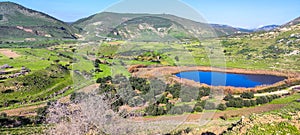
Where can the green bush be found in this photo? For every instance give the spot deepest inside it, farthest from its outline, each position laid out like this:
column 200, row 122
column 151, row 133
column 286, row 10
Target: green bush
column 247, row 95
column 198, row 109
column 221, row 107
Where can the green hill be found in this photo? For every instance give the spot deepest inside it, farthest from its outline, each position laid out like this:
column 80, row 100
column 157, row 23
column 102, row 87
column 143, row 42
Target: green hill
column 106, row 23
column 18, row 22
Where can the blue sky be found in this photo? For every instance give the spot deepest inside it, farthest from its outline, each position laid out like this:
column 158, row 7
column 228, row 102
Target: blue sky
column 238, row 13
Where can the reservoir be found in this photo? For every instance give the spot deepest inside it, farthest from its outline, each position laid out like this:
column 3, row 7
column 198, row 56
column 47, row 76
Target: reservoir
column 230, row 79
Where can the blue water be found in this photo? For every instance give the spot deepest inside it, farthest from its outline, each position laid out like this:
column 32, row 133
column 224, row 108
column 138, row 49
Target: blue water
column 230, row 79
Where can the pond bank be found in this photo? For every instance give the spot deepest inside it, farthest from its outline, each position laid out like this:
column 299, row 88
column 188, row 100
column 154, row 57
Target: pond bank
column 167, row 73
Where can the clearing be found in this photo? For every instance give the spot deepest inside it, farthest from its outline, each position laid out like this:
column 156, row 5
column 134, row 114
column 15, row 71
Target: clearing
column 9, row 53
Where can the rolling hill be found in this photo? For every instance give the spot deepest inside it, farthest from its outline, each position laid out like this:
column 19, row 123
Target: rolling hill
column 18, row 22
column 106, row 23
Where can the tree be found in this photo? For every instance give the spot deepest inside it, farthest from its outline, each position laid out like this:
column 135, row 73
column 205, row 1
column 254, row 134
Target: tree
column 228, row 97
column 176, row 58
column 210, row 105
column 247, row 95
column 198, row 109
column 247, row 103
column 221, row 107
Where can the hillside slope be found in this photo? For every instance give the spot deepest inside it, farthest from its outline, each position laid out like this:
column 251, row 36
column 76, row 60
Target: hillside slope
column 103, row 24
column 18, row 22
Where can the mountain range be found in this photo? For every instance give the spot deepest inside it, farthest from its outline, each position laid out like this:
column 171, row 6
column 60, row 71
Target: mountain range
column 22, row 23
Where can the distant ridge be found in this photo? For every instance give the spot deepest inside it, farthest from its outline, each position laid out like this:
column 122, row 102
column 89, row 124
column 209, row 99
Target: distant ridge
column 20, row 22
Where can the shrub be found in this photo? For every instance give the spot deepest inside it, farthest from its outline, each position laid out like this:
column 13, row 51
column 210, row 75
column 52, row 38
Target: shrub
column 210, row 105
column 198, row 109
column 136, row 101
column 247, row 103
column 247, row 95
column 221, row 107
column 228, row 97
column 262, row 100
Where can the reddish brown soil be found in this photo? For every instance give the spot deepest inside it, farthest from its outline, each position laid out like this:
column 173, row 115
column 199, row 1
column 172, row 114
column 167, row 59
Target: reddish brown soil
column 215, row 115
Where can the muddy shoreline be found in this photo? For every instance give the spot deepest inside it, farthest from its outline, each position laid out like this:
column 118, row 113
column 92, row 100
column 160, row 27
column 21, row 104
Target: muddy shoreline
column 167, row 73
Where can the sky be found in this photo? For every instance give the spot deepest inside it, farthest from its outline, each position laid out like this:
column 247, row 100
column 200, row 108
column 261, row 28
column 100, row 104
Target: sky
column 237, row 13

───

Copy every line above word for word, but leave out any pictures.

Where can the green bush be found in this photo? For every instance give the spot deepest inside it, farthest from its outline, each position laid out like this:
column 200, row 122
column 151, row 133
column 286, row 10
Target: green bush
column 247, row 95
column 198, row 109
column 221, row 107
Where can the green hill be found in this photo? For every instance give the spot deepest inside it, farthest from its outline, each position laid out like this:
column 80, row 100
column 157, row 23
column 102, row 87
column 143, row 42
Target: green hill
column 106, row 23
column 18, row 22
Where can the blue sky be found in this photo? For every instance give the spot deepest inside it, farthest from its outline, each position laid out like this:
column 158, row 7
column 228, row 102
Target: blue sky
column 238, row 13
Where can the reservoir be found in this photo? For every instance give the spot deepest inside it, farthest from its outline, each position laid out like this:
column 3, row 7
column 198, row 56
column 47, row 76
Target: reservoir
column 230, row 79
Where can the blue water be found in this photo? For every instance give the spot deepest inside it, farthest from its outline, each position laid out like this:
column 32, row 133
column 224, row 108
column 138, row 49
Target: blue water
column 230, row 79
Where can the pond bank be found in this photo? For every instance give the spot deepest inside it, farthest from its outline, each position laid out like this:
column 299, row 88
column 188, row 100
column 154, row 57
Target: pond bank
column 167, row 73
Where can the clearing be found in this photo? For every instance give the spot deepest inside it, farthest from its outline, each position laid out like this:
column 156, row 5
column 134, row 114
column 15, row 71
Target: clearing
column 9, row 53
Where can the rolling hill be found in this photo? For every instance give the spot deepest inside it, farthest from its outline, each position laid out like this:
column 19, row 123
Target: rolling hill
column 18, row 22
column 106, row 23
Where can the tree be found in this photo? For every instance give the spot deepest inside it, farthest from its outline, each position laid out like this:
column 135, row 73
column 205, row 1
column 254, row 134
Target: tree
column 228, row 97
column 176, row 58
column 210, row 105
column 247, row 95
column 198, row 109
column 247, row 103
column 221, row 107
Where can the hillside slope be found in this photo? For every instance give the spot deepest inside it, farthest from its outline, each position laid out like this:
column 251, row 36
column 76, row 60
Target: hillside slope
column 103, row 24
column 18, row 22
Where can the mountain range be found in this photo? For every instance give the spot deepest inside it, farthest from its outline, each position laid out like this:
column 171, row 6
column 60, row 71
Target: mountain range
column 22, row 23
Where can the distant ridge be found in this photo? For every instance give the spot deepest inside it, farthest from its outline, each position laid out like this:
column 122, row 102
column 89, row 124
column 209, row 99
Target: distant ridge
column 20, row 22
Where can the shrub be found in this photo? For every instance give the spot deepest inside it, farthest from its outline, each position laid out like this:
column 13, row 51
column 210, row 75
column 52, row 38
Target: shrub
column 210, row 105
column 198, row 109
column 136, row 101
column 247, row 103
column 247, row 95
column 221, row 107
column 228, row 97
column 262, row 100
Where can the reddish brown soil be found in this photo? For every instance give the spot deepest inside it, farthest from its outline, each position laid out like this:
column 173, row 115
column 199, row 1
column 172, row 114
column 167, row 59
Target: reddish brown soil
column 215, row 115
Where can the muddy shoreline be found in this photo? For every instance give the spot deepest inside it, farthest from its outline, each position laid out like this:
column 118, row 113
column 92, row 100
column 160, row 27
column 21, row 104
Target: muddy shoreline
column 167, row 73
Where can the sky be found in this photo? For every instance give the spot deepest inside it, farthest from its outline, each position laid out like this:
column 247, row 100
column 200, row 108
column 261, row 28
column 100, row 104
Target: sky
column 237, row 13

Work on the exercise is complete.